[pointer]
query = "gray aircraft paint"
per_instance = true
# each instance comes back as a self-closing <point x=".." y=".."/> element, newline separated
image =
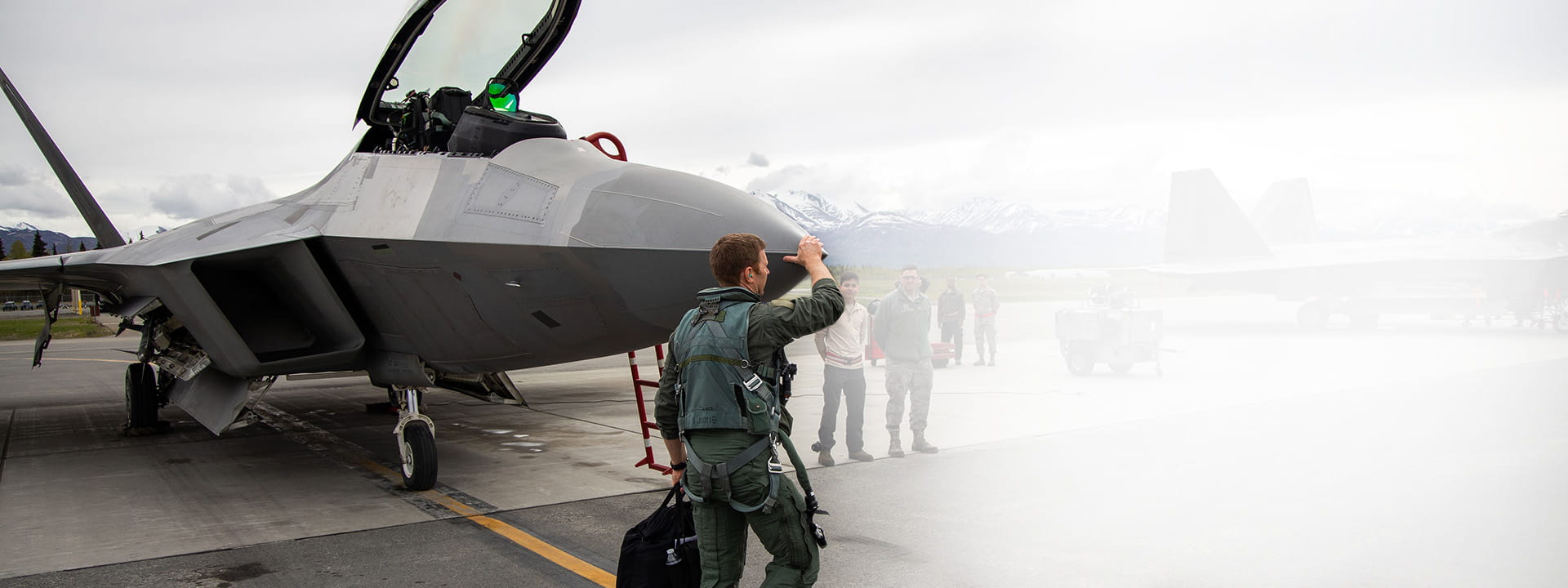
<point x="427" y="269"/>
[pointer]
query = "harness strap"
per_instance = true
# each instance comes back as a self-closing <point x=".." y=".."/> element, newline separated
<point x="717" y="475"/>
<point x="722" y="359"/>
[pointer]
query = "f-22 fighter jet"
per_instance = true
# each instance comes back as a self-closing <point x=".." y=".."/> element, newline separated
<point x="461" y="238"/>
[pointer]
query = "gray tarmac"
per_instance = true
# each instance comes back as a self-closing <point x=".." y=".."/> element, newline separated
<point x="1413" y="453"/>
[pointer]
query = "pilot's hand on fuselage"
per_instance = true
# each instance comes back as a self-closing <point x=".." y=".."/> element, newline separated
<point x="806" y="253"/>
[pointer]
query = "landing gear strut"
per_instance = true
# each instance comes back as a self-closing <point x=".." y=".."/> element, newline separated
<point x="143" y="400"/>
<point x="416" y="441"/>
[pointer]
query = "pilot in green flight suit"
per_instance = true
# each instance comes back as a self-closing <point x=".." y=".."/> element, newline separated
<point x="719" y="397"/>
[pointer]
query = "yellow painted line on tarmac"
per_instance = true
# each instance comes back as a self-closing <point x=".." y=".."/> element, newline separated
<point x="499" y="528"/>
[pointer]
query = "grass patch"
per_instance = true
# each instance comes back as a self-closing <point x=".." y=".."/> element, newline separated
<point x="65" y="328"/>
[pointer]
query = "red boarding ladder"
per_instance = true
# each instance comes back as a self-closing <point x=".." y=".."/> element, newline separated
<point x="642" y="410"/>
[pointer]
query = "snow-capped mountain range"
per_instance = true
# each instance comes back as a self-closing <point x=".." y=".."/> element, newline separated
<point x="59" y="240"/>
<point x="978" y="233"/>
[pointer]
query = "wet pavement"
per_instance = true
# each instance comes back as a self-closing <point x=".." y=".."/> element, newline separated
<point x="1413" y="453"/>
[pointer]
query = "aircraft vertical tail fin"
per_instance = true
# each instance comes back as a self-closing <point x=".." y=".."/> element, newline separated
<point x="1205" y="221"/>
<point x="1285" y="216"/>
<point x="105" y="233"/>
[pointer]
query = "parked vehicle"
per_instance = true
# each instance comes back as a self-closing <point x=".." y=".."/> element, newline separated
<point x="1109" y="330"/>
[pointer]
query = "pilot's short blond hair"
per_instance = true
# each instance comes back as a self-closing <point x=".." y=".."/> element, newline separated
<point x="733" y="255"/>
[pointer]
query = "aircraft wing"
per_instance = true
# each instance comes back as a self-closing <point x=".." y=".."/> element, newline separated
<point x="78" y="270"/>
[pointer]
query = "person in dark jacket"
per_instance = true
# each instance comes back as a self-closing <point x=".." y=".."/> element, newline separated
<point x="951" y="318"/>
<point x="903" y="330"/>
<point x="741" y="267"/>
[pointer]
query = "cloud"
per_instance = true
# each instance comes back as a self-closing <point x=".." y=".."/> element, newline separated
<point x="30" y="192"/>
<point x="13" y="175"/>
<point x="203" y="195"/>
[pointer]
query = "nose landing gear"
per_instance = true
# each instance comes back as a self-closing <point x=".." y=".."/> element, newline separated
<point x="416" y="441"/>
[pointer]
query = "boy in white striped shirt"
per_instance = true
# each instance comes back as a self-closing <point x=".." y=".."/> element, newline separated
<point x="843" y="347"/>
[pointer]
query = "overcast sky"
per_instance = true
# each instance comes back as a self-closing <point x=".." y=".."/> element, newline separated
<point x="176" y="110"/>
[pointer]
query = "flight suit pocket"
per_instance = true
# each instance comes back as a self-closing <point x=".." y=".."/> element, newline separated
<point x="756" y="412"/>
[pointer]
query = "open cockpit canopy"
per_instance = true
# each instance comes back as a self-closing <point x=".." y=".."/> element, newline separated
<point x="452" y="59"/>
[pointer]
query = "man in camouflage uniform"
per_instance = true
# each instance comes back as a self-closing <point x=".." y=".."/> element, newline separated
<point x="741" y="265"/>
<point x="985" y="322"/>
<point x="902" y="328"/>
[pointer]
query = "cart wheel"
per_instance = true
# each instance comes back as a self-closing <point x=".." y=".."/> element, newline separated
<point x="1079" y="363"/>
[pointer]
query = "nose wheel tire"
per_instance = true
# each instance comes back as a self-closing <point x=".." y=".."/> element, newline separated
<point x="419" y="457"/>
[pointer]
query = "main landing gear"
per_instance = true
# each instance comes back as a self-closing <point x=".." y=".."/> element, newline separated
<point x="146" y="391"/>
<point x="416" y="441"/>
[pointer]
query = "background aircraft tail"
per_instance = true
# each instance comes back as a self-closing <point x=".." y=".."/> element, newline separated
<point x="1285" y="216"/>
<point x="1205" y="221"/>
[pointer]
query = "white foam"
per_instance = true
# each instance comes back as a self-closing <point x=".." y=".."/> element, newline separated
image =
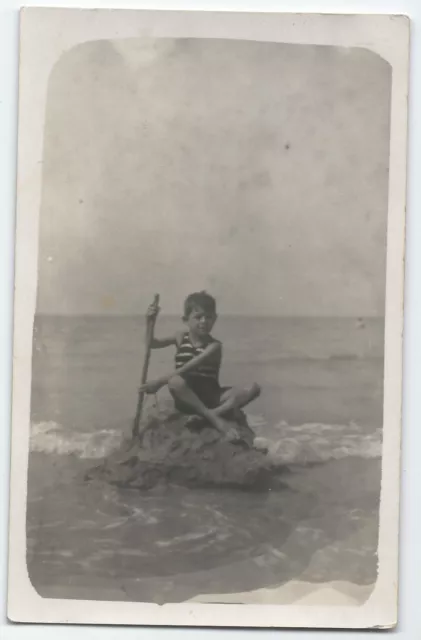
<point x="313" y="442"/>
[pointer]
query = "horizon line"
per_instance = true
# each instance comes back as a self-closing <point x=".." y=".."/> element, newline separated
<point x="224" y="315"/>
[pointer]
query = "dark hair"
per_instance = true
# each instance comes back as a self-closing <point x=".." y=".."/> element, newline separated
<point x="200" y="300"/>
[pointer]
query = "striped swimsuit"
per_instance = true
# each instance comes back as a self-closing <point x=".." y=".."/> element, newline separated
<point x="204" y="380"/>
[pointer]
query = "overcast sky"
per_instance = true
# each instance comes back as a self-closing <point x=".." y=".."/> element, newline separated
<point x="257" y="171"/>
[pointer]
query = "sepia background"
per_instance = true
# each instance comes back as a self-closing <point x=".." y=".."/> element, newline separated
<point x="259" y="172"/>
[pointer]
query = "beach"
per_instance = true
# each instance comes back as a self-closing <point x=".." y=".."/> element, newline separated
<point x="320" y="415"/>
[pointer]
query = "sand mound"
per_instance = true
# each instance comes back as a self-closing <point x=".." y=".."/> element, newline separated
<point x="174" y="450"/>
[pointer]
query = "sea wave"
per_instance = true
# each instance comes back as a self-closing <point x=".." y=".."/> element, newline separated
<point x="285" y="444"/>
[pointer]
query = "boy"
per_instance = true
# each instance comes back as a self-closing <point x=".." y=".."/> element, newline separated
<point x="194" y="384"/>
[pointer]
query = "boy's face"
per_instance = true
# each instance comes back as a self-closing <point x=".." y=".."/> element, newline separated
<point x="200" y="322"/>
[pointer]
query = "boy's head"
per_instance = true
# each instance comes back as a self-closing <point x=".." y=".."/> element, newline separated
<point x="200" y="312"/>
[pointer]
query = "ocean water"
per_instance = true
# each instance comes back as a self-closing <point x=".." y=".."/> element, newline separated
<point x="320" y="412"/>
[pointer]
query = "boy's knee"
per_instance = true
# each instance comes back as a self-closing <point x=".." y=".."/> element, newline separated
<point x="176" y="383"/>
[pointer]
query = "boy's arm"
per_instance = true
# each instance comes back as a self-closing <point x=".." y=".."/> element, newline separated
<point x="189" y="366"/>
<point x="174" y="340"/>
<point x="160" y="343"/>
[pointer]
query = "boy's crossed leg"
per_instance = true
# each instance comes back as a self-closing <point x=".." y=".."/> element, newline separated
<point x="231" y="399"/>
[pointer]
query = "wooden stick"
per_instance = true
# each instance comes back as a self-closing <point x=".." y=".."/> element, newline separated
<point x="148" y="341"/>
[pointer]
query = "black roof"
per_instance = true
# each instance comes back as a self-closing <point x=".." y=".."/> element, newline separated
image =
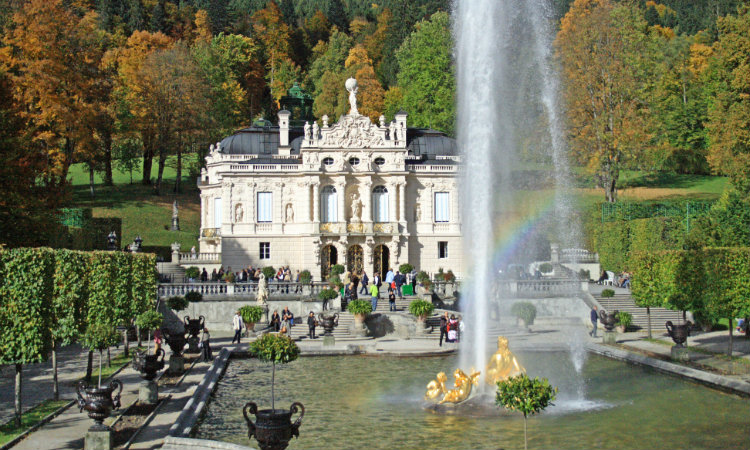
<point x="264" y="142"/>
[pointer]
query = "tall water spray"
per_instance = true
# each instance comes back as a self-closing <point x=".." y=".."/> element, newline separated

**What the exercise asks**
Return every line of the material that contains the word "hair", treating uppercase and lowercase letters as distinct.

**Expected answer**
query = "pilot's short blond hair"
query = "dark hair"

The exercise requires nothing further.